Tugas yang diberikan A — Salin ulang seluruh resensi buku tentang hukum acara praperadilan tanpa mengubah apa pun.

Mengurai Kekeliruan Praktik Penanganan Praperadilan
Resensi

Mengurai Kekeliruan Praktik Penanganan Praperadilan

Upaya meluruskan kekeliruan praktik penanganan praperadilan melalui Revisi KUHAP dan/atau Peraturan MA terkait hukum acara praperadilan agar menjadi lebih baik.

Aida Mardatillah
Bacaan 2 Menit

 

Judul 

Hukum Acara Praperadilan Dalam Teori dan Praktik: Mengurai Konflik Norma dan Kekeliruan dalam Praktik Penanganan Perkara Praperadilan

Penulis

D.Y. Witanto

Penerbit   

Imaji Cipta Karya

Cetakan

I, Mei 2019

Ukuran 

14 X 21 CM

Halaman

vi + 318 hlm

 

Dalam buku ini dijelaskan pula Pasal 1 angka 6 huruf b KUHAP, salah satu tugas penuntut umum melaksanakan penetapan hakim. Sedangkan pemanggilan sidang dalam perkara pidana termasuk perkara praperadilan dilakukan melalui penetapan hakim. Ke depan, melalui buku ini sang penulis mengusulkan pemanggilan perkara praperadilan dilakukan oleh penuntut umum.

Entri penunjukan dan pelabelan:
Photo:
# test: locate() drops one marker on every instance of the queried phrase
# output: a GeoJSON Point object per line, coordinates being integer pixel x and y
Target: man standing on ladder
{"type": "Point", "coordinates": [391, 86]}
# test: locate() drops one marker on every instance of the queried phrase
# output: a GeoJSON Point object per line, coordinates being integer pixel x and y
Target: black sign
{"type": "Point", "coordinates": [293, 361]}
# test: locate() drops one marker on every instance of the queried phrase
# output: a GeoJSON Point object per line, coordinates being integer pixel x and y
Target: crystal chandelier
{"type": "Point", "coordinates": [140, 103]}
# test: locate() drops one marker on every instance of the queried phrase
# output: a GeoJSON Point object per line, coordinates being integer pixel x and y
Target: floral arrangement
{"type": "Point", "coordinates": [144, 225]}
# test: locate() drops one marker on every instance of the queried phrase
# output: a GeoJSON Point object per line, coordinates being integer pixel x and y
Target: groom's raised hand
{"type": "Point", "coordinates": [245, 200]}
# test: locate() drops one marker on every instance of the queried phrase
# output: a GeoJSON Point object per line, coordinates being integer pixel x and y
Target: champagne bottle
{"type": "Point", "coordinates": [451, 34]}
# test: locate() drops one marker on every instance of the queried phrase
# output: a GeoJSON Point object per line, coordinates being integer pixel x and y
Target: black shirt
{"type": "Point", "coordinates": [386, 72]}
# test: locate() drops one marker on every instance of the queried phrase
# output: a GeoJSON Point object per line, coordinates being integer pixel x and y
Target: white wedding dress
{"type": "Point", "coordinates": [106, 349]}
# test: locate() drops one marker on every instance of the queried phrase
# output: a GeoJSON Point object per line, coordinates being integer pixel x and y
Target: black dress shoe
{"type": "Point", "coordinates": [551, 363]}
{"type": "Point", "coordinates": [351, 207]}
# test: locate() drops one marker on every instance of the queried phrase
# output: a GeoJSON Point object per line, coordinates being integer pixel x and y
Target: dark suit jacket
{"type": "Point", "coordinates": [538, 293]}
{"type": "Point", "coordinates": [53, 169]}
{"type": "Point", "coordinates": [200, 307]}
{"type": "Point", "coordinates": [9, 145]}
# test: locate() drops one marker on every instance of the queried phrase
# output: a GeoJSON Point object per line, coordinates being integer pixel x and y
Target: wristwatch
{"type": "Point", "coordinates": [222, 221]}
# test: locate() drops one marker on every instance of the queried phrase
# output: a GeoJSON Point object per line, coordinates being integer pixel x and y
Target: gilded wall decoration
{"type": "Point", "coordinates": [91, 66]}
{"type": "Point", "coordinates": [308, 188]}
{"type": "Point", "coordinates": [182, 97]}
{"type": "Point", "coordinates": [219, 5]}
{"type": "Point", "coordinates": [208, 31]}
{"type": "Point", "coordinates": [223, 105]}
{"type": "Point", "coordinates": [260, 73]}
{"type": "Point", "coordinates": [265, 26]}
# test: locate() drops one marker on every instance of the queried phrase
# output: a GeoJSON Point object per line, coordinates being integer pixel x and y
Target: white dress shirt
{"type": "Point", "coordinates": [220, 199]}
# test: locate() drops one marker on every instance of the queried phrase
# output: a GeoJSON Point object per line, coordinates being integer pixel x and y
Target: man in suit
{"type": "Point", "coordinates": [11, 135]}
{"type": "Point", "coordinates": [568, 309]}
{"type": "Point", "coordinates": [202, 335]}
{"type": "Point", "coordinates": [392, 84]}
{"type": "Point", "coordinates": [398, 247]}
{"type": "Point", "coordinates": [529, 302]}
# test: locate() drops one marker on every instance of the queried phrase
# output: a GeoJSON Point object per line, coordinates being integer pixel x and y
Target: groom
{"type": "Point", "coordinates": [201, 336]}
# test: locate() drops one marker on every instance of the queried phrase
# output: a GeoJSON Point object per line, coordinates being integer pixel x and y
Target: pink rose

Tugas yang diberikan B — Sebutkan setiap baris di atas yang memuat kata "suit", dan tuliskan baris-baris itu utuh.

Jawaban yang diharapkan A —
Mengurai Kekeliruan Praktik Penanganan Praperadilan
Resensi

Mengurai Kekeliruan Praktik Penanganan Praperadilan

Upaya meluruskan kekeliruan praktik penanganan praperadilan melalui Revisi KUHAP dan/atau Peraturan MA terkait hukum acara praperadilan agar menjadi lebih baik.

Aida Mardatillah
Bacaan 2 Menit

 

Judul 

Hukum Acara Praperadilan Dalam Teori dan Praktik: Mengurai Konflik Norma dan Kekeliruan dalam Praktik Penanganan Perkara Praperadilan

Penulis

D.Y. Witanto

Penerbit   

Imaji Cipta Karya

Cetakan

I, Mei 2019

Ukuran 

14 X 21 CM

Halaman

vi + 318 hlm

 

Dalam buku ini dijelaskan pula Pasal 1 angka 6 huruf b KUHAP, salah satu tugas penuntut umum melaksanakan penetapan hakim. Sedangkan pemanggilan sidang dalam perkara pidana termasuk perkara praperadilan dilakukan melalui penetapan hakim. Ke depan, melalui buku ini sang penulis mengusulkan pemanggilan perkara praperadilan dilakukan oleh penuntut umum.

Jawaban yang diharapkan B —
Target: dark suit jacket
Target: man in suit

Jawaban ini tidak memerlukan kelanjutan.